TASK TO CARRY OUT: Go through the entries below and copy each line containing the word "black".

GIVEN ENTRIES:
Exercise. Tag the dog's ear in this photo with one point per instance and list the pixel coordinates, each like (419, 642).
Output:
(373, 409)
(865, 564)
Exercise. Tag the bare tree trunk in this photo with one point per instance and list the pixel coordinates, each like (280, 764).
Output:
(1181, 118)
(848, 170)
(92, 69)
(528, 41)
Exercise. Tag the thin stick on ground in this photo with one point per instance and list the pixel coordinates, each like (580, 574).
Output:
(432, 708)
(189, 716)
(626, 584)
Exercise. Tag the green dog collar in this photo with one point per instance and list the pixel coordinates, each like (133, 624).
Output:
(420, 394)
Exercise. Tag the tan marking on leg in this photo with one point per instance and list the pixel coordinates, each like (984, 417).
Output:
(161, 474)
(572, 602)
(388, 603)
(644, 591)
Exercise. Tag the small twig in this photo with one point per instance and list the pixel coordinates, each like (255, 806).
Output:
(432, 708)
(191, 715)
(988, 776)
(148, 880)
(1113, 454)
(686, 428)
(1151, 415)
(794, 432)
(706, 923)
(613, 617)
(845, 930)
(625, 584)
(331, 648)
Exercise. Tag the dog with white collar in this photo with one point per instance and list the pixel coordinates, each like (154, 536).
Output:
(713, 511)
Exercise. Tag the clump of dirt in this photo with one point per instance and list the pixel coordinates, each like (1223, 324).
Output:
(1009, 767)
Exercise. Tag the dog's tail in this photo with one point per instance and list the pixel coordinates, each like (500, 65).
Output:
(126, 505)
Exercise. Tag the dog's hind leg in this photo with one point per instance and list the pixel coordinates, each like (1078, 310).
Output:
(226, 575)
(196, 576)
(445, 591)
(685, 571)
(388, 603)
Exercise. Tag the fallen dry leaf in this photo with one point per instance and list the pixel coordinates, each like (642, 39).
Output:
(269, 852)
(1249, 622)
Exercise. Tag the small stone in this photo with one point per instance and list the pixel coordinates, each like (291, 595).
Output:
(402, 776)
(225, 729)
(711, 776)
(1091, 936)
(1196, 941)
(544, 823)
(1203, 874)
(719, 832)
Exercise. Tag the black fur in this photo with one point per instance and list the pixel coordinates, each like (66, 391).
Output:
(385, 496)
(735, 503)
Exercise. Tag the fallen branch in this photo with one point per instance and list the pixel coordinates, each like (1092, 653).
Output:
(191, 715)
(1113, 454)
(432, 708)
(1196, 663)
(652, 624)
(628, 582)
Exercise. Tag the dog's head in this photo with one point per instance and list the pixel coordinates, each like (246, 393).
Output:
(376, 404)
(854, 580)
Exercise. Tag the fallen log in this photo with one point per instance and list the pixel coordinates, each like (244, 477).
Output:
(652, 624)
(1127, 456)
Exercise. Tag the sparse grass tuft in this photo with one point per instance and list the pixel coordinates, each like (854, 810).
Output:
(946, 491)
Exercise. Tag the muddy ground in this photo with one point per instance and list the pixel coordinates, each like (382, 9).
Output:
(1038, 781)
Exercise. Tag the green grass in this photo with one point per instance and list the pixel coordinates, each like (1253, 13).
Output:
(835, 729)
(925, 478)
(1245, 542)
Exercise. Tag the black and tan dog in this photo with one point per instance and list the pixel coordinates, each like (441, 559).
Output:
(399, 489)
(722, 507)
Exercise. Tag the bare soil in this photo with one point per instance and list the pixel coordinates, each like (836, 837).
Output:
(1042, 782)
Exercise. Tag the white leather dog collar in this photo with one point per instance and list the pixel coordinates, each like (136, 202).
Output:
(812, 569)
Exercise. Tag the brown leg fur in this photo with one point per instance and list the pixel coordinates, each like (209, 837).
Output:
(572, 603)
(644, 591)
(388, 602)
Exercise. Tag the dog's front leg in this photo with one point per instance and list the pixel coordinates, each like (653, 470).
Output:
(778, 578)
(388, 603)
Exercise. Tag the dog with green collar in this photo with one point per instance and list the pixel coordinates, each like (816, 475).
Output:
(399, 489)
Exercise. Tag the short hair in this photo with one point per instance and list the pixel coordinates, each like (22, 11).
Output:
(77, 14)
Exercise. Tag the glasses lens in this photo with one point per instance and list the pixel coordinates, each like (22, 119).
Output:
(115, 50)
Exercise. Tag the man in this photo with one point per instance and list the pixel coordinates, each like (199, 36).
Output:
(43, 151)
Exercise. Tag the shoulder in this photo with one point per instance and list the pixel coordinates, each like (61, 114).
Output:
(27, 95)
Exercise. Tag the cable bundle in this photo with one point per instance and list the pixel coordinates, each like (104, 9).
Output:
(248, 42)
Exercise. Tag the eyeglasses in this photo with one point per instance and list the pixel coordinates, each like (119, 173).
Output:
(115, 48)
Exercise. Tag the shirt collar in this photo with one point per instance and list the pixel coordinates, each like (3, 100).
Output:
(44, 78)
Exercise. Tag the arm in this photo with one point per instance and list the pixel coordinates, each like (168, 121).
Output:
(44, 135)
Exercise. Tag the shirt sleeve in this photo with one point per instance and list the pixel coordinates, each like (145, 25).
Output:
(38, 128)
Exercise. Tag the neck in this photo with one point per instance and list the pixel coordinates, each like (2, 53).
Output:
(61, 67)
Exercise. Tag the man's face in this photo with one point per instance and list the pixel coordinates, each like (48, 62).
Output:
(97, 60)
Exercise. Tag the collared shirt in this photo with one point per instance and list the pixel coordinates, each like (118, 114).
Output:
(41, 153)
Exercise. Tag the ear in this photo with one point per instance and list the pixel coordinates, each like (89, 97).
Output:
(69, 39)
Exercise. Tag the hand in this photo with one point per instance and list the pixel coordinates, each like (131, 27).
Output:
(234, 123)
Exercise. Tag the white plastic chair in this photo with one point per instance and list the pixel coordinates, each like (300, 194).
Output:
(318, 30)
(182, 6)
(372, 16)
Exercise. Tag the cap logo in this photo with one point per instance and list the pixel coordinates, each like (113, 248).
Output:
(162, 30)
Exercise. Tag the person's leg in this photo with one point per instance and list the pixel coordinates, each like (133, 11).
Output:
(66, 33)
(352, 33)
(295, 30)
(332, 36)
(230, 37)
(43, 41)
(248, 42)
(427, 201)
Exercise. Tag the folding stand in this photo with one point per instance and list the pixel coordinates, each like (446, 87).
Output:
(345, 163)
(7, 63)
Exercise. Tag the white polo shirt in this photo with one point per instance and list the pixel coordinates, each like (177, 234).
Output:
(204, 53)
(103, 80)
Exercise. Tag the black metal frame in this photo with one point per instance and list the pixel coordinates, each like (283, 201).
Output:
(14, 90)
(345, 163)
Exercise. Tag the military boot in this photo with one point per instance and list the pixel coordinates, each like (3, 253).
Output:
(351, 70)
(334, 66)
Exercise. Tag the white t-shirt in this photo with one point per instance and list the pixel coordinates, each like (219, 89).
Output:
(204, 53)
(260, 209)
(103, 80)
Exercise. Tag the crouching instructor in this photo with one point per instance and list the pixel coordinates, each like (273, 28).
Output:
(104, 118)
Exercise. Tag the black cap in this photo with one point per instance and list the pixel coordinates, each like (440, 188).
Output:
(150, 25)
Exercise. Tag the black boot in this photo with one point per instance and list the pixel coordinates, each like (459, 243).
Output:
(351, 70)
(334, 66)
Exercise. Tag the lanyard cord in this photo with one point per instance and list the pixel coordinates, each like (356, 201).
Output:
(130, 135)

SOLUTION TO THIS PROBLEM:
Exercise. Tag the black fur in this photo with one point per instance and list the pixel coordinates, each like (66, 391).
Exercise. Tag the black and tan dog in this photo with one point per instance and list the pixel coordinates, each like (441, 559).
Exercise. Tag the black metal frame in this photo with one point per instance and list the pixel coordinates, each like (283, 201).
Exercise. Tag the black cap in this photo with one point per instance and list the pixel coordinates, each like (440, 188).
Exercise. Tag the black boot in this photo with one point per instance and list the pixel coordinates, each like (459, 243).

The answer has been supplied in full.